▶ [TASK DETAILS] An exact transcript of all the records is required, with nothing left out.

[Opening ENTRIES PROVIDED section]

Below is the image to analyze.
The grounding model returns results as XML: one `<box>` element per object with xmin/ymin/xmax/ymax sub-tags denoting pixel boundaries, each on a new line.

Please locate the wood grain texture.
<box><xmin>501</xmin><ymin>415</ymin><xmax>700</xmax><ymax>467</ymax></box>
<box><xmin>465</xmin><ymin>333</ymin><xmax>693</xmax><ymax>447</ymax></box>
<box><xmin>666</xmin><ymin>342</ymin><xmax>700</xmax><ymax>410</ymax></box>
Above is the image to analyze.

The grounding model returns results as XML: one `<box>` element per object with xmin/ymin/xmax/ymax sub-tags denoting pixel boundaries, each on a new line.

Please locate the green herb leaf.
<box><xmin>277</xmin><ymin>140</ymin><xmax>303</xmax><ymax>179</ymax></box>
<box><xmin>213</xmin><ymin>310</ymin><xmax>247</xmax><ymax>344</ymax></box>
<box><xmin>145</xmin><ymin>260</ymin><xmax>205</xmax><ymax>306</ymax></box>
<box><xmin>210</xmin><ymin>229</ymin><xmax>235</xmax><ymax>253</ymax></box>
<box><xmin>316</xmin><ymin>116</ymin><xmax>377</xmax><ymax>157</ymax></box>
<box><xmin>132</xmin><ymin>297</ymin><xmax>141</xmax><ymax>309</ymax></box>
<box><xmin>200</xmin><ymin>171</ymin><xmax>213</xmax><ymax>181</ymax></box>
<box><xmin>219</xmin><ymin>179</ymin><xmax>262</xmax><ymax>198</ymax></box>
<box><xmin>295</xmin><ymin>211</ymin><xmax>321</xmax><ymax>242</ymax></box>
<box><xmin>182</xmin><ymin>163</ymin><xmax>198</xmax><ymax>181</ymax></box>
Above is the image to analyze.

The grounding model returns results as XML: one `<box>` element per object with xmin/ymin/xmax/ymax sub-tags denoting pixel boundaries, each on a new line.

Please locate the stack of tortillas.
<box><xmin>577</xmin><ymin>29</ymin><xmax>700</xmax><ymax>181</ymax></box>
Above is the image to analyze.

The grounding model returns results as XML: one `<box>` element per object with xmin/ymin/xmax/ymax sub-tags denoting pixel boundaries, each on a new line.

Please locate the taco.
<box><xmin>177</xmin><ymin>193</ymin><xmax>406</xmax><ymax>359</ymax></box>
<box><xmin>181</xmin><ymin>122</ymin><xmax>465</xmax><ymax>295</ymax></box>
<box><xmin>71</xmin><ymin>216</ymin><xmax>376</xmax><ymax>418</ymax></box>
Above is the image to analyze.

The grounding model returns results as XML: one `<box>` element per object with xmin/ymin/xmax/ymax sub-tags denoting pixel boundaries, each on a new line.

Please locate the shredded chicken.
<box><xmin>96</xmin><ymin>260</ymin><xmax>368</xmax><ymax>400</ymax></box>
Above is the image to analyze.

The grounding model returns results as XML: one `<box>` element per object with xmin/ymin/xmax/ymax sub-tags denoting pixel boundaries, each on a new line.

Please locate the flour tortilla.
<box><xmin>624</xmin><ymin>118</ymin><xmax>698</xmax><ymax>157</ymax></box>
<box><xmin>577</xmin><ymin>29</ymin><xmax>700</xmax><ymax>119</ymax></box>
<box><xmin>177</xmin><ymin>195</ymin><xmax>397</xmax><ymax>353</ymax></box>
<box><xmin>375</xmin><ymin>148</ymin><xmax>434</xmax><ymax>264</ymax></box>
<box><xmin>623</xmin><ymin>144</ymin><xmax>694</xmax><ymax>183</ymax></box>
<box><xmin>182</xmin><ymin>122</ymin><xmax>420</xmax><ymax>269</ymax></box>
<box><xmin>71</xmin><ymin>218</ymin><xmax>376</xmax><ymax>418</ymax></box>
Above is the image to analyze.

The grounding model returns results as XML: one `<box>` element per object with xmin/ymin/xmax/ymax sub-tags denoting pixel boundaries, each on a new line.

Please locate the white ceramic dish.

[Closing ENTRIES PROVIDED section]

▶ [COMPLETED TASK]
Below is the image to analyze.
The grounding model returns results as XML: one `<box>` element per object with xmin/ymin/xmax/ymax sub-tags denoting pixel boundaries, each on a new line.

Please locate the wood grain texture.
<box><xmin>501</xmin><ymin>415</ymin><xmax>700</xmax><ymax>467</ymax></box>
<box><xmin>465</xmin><ymin>333</ymin><xmax>693</xmax><ymax>447</ymax></box>
<box><xmin>666</xmin><ymin>342</ymin><xmax>700</xmax><ymax>410</ymax></box>
Above is the image to analyze.

The grounding model returns results as XML: one `<box>` element per object with xmin/ymin/xmax/ymax sub-tags denoting pixel boundaries, each on a new line.

Please locate the green herb leaf.
<box><xmin>277</xmin><ymin>140</ymin><xmax>303</xmax><ymax>179</ymax></box>
<box><xmin>213</xmin><ymin>310</ymin><xmax>247</xmax><ymax>344</ymax></box>
<box><xmin>145</xmin><ymin>260</ymin><xmax>205</xmax><ymax>306</ymax></box>
<box><xmin>210</xmin><ymin>229</ymin><xmax>235</xmax><ymax>253</ymax></box>
<box><xmin>316</xmin><ymin>116</ymin><xmax>377</xmax><ymax>157</ymax></box>
<box><xmin>132</xmin><ymin>297</ymin><xmax>141</xmax><ymax>309</ymax></box>
<box><xmin>200</xmin><ymin>171</ymin><xmax>213</xmax><ymax>181</ymax></box>
<box><xmin>219</xmin><ymin>179</ymin><xmax>262</xmax><ymax>198</ymax></box>
<box><xmin>295</xmin><ymin>211</ymin><xmax>321</xmax><ymax>242</ymax></box>
<box><xmin>182</xmin><ymin>163</ymin><xmax>198</xmax><ymax>181</ymax></box>
Above is the image to analyze.

The grounding model returns results as XML: one `<box>` element per object with xmin/ymin/xmax/ymax sub-tags denoting pixel boundaries, each on a new line.

Please locate the stack of tortillas.
<box><xmin>577</xmin><ymin>29</ymin><xmax>700</xmax><ymax>181</ymax></box>
Above is the image to analyze.

The grounding model returns results as XML: one `<box>` element per object with xmin/ymin/xmax/ymax sub-tags denoting pixel boundaries, each on a new line.

Please locate the taco.
<box><xmin>177</xmin><ymin>193</ymin><xmax>406</xmax><ymax>359</ymax></box>
<box><xmin>181</xmin><ymin>122</ymin><xmax>465</xmax><ymax>295</ymax></box>
<box><xmin>71</xmin><ymin>216</ymin><xmax>376</xmax><ymax>418</ymax></box>
Above is the image to analyze.

The grounding model returns results as XML: one `<box>` element per object with xmin/ymin/xmax/ymax sub-tags denoting pixel boundaries, each on a new line.

Please locate the shredded chicken.
<box><xmin>96</xmin><ymin>260</ymin><xmax>368</xmax><ymax>400</ymax></box>
Above is the image to analyze.

The grounding model returns results as XML: one `<box>` element per object with xmin/ymin/xmax/ymax sub-tags denoting pixel boundaries, each on a new line.

Please locate the flour tortilla.
<box><xmin>624</xmin><ymin>118</ymin><xmax>698</xmax><ymax>157</ymax></box>
<box><xmin>577</xmin><ymin>29</ymin><xmax>700</xmax><ymax>119</ymax></box>
<box><xmin>177</xmin><ymin>195</ymin><xmax>397</xmax><ymax>353</ymax></box>
<box><xmin>375</xmin><ymin>148</ymin><xmax>434</xmax><ymax>264</ymax></box>
<box><xmin>623</xmin><ymin>144</ymin><xmax>694</xmax><ymax>183</ymax></box>
<box><xmin>182</xmin><ymin>122</ymin><xmax>420</xmax><ymax>269</ymax></box>
<box><xmin>71</xmin><ymin>218</ymin><xmax>376</xmax><ymax>418</ymax></box>
Above is the image to analyze.

The grounding model returns results as XML: one `<box>` element per object with xmin/ymin/xmax/ymax sub-tags denoting pixel boundaries, each on a new line.

Please locate the white ceramic dish.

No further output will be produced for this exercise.